[start of Dataset entries]

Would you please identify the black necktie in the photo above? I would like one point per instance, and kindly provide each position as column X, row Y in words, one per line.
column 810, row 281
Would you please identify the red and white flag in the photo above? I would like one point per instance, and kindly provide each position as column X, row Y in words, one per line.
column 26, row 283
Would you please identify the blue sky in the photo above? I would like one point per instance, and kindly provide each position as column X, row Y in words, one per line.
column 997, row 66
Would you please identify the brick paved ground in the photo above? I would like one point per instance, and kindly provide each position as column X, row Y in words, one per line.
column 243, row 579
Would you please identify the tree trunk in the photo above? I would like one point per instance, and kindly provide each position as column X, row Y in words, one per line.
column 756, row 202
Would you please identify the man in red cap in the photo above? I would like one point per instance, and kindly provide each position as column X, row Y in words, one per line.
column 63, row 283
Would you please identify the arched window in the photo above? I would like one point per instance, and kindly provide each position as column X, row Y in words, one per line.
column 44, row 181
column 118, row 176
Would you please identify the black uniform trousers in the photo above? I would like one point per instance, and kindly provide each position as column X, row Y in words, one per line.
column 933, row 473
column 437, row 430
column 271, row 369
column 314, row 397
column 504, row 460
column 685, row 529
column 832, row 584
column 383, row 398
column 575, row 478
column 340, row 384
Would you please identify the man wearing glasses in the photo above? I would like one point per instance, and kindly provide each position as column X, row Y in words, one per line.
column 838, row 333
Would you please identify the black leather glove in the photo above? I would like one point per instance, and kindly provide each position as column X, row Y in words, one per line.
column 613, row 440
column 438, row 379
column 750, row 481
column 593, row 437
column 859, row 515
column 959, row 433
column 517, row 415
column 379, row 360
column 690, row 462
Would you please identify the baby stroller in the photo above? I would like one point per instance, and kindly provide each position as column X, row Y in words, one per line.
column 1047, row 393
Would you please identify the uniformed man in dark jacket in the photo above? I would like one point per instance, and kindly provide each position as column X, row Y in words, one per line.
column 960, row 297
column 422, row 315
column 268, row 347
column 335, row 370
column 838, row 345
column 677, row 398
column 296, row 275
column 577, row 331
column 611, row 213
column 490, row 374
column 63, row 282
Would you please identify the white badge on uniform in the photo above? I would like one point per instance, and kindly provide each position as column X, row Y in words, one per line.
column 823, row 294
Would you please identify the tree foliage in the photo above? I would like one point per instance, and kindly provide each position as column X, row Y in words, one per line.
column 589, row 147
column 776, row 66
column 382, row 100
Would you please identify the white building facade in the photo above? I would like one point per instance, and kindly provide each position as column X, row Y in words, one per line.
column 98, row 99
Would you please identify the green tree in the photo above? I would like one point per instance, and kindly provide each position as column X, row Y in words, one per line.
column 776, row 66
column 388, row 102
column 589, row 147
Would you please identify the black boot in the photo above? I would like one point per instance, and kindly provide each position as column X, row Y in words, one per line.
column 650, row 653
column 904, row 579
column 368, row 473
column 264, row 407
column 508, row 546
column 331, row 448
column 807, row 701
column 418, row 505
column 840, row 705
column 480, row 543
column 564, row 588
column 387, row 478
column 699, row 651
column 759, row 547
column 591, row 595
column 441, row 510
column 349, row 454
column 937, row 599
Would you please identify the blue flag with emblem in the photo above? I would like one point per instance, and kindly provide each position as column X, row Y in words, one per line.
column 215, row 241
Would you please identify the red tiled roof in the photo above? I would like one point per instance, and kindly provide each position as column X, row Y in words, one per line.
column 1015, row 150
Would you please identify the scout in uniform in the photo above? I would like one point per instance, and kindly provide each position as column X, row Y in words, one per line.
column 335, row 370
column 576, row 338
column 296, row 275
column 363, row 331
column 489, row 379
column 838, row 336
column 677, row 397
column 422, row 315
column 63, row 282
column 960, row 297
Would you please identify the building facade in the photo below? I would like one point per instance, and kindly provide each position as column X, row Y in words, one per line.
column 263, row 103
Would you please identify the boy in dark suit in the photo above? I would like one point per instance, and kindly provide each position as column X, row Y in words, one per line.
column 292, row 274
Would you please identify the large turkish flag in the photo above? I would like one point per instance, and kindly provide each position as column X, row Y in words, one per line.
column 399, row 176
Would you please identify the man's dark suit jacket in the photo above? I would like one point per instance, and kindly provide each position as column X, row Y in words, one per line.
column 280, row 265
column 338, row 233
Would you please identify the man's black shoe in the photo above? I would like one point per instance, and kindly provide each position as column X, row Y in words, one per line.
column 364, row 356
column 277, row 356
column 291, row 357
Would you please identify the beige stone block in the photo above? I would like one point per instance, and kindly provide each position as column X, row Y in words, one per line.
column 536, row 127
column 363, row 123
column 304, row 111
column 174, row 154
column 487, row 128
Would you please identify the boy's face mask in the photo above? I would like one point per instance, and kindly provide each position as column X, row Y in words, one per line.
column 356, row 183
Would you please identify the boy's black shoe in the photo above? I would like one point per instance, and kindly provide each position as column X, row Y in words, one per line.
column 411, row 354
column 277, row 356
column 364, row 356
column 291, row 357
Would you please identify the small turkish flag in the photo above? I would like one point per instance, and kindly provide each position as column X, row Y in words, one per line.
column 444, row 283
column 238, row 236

[end of Dataset entries]

To do =>
Copy every line of the listing above word for word.

Written answer =>
Would you please identify the black necktie in the photo above? I would like one point per instance, and kindly provide each position as column X, row Y in words, one per line.
column 810, row 281
Would you please identify the red and white flag in the photo above? I would like one point per instance, and kindly provide each position as column X, row Y in words, one per line.
column 26, row 283
Would you please identify the blue sky in the photo above? I would like one point per instance, and kindly provide each position as column X, row Y in words, one per line.
column 997, row 66
Would you please identify the brick paved ground in the photo above? I would like one point per instance, and kindly provide each position as column X, row Y in words, one per line.
column 243, row 579
Would you please identify the tree trunk in the photo above? I would like one point per instance, and kindly provide each position as column X, row Y in words, one per line.
column 756, row 202
Would you please identify the man in red cap in the photo above? I would like one point per instance, and kindly provide each position as column X, row Y in words, one per line.
column 63, row 283
Would you please identify the arched window in the photo above? I would like one point per instance, and kindly provide each position as column X, row Y in words, one per line.
column 44, row 181
column 118, row 176
Would you please identify the black uniform trousers in the photo above? I would like one point per instance, and kindly provide each position as column X, row Y in words, one per line.
column 933, row 473
column 437, row 430
column 271, row 369
column 314, row 397
column 504, row 460
column 685, row 529
column 832, row 584
column 383, row 398
column 575, row 478
column 340, row 384
Would you please identify the man wearing glasses in the photo above? I would like one point per instance, and kindly provide each position as column X, row Y in words, one per line.
column 838, row 333
Would you please identify the black leather glove in the photo above? I would like one point per instance, and kindly provide each position as column X, row Y in words, one per line.
column 613, row 440
column 438, row 379
column 750, row 481
column 593, row 437
column 859, row 515
column 959, row 433
column 517, row 415
column 379, row 360
column 690, row 462
Would you please identify the baby stroller in the photo above? I would like one point per instance, and kindly provide each position as column X, row Y in words, one per line.
column 1047, row 393
Would you please identify the uniformed man in dark jacket in the photo above? I would like one point per instance, and kindly provide each position as column X, row Y in words, one per line.
column 960, row 297
column 422, row 315
column 268, row 347
column 335, row 370
column 838, row 345
column 677, row 398
column 296, row 275
column 577, row 331
column 611, row 213
column 490, row 374
column 63, row 282
Would you please identify the white badge on uniform in the photo above? I would like one point per instance, and kindly provide each position as column X, row Y in words, one per line.
column 823, row 294
Would you please identify the tree foliage in the photo above? I would like one point per instance, and kindly provide each position as column X, row Y in words, one per line.
column 589, row 147
column 776, row 66
column 382, row 100
Would you please identify the white building facade in the photo above? I would like one point per instance, and kindly provide each position as column X, row Y in words, one per line.
column 98, row 99
Would you please identify the green tree in the photo above? I would like one point per instance, and kindly provide each position as column X, row Y in words, one per line.
column 776, row 66
column 388, row 102
column 589, row 147
Would you please identify the black boot in the photo above? I would like one point per instance, and kindly provide each position as column X, row Y in words, one per line.
column 650, row 653
column 904, row 579
column 368, row 473
column 264, row 407
column 508, row 546
column 331, row 448
column 807, row 701
column 418, row 505
column 840, row 705
column 480, row 543
column 564, row 588
column 387, row 478
column 699, row 651
column 759, row 547
column 591, row 595
column 441, row 510
column 349, row 454
column 937, row 599
Would you please identify the blue flag with emblem in the photo above? I would like one point per instance, and kindly provide each position as column X, row Y in words, one per line.
column 215, row 241
Would you please identify the red tiled roof in the photo above? I would like one point per instance, and kindly provide each position as column X, row Y in words, one per line.
column 1015, row 150
Would you please identify the scout in uniform in the photo above? I would like one point per instance, and kindly provide each position as column X, row Y in words, one per line.
column 335, row 370
column 576, row 338
column 296, row 275
column 363, row 331
column 489, row 379
column 838, row 336
column 677, row 397
column 422, row 315
column 63, row 282
column 960, row 297
Would you please identify the building facade in the photo below? I would like one point per instance, and kindly provide each position as column X, row Y in words, one per line.
column 263, row 103
Would you please identify the boy in dark suit in the photo above? I would like one point per instance, and kindly provide each position as column X, row Y in words, one per line.
column 292, row 274
Would you please identify the large turkish flag in the photo above? I would like one point per instance, and kindly provide each position as column X, row Y in words, one per line.
column 399, row 176
Would you please identify the man's dark suit jacket in the photo above? I would like one point per instance, and kindly provide each position as column X, row Y in words, one per line.
column 280, row 265
column 338, row 233
Would you please identify the man's black shoe in the photo above? I would like one point per instance, and kindly provide each position as column X, row Y in words, one per line.
column 364, row 356
column 277, row 356
column 291, row 357
Would you please identify the beige stone block in the photo above? I would like one point per instance, and kindly provide each position as column X, row Y in words, one per line.
column 536, row 127
column 363, row 123
column 304, row 111
column 174, row 154
column 487, row 128
Would you please identify the boy's face mask in the photo above? I would like one point per instance, and kindly provide each position as column X, row Y in words, one per line.
column 356, row 183
Would you please identify the boy's black shoe in the photo above? I would like one point per instance, and kindly provide each position as column X, row Y in words, one per line.
column 411, row 354
column 277, row 356
column 364, row 356
column 291, row 357
Would you please identify the small turkish flag in the photo above? I would like one point per instance, and kindly provide each position as column X, row Y in words, one per line.
column 444, row 283
column 238, row 236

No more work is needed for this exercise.